*** DOCUMENT EXCERPT ***
Farooq Kirmani on 1 November 2019

I discovered HoPWaG by sheer

I discovered HoPWaG by sheer chance. Listening to first episode, I was hooked to it. It might not be impertinent to mention here that even though I have five master’s degrees from five universities in five countries, none of them is in philosophy. I went to listen to the first edition of the podcast repeatedly for at least ten times. I would dare say that the podcast has given a very good understanding of not only the history of philosophy but more importantly the main ideas. I simply loved this podcast, especially the edition on philosophy in Islamic world about which I almost had zero idea. Many thanks to Peter for this novel and supremely effective educational intervention. God speed.


José Pablo Cal… on 1 November 2019

Hi, I'm a film student and I

Hi, I'm a film student and I always wanted to learn more of philosophy, but in my curriculum there is only one philosophy class. So when my ethics teacher told me about this podcast I was very excited. The podcast allowed me to keep learning about philosophy im my spare time.

Gabe S. on 1 November 2019

This podcast helped me pass

This podcast helped me pass my comprehensive exams!

Robert Torrington on 1 November 2019

I've used these to introduce

I've used these to introduce students to key thinkers and concepts. Having Peter present this kind of content the way he does is academic, accessible and provides a level of interest I couldn't, due both to the excellent writing & production and to the fact that this series has a feeling of importance which validates a student's pursuit of philosophy (better than their teaching assuring them it's 'cool', Peter makes it so).
***
WHAT YOU WILL DO>
(1) Summarize the listener comments in two sentences.
(2) Answer these questions from the listener comments:
(a) How many master's degrees does Farooq Kirmani report having?
(b) What subject is José Pablo Cal… studying?
(c) Who told José Pablo Cal… about the podcast?
(3) Carry on the listener comments past their final sentence.
The listing is separate material with no connection to the listener comments.
*** RECORDED DATA ***
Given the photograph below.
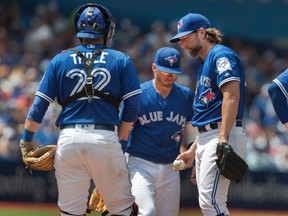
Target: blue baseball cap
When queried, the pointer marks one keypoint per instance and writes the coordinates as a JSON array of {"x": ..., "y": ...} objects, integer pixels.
***
RESULTS OF THE EXERCISE>
(1) Listeners praise HoPWaG, presented by Peter, for giving a very good understanding of the history of philosophy and its main ideas, and one singles out the episode on philosophy in the Islamic world. Others say it let them keep learning philosophy in their spare time, helped them pass comprehensive exams, and served to introduce students to key thinkers and concepts.

(2)
(a) Five.
(b) Film.
(c) His ethics teacher.

(3)
Tim Doyle on 1 November 2019

I've listened to virtually

I've listened to virtually all of these podcasts (I'm now rationing rather than finishing tgem.
I've always had a passing interest in philosophy (hence the listen).
However it's really inspired me. I'm applying to the OU to do a 60 unit module 'Introduction to Philosophy' starting next October. This is (with previous qualifications 35 years ago) in order to get on a Ba Philosophy course in Stirling University in 5 years time, when I plan to retire.
Tim Doyle

Chris Ward on 1 November 2019

I can offer personal impact.

I can offer personal impact. I'm many years past college, but I like to keep learning. I have learned much from the podcast. It's also awakened my curiosity enough that I'm doing some reading in philosophy topics that interest me. I greatly appreciate your work, and I hope that you will be able to continue.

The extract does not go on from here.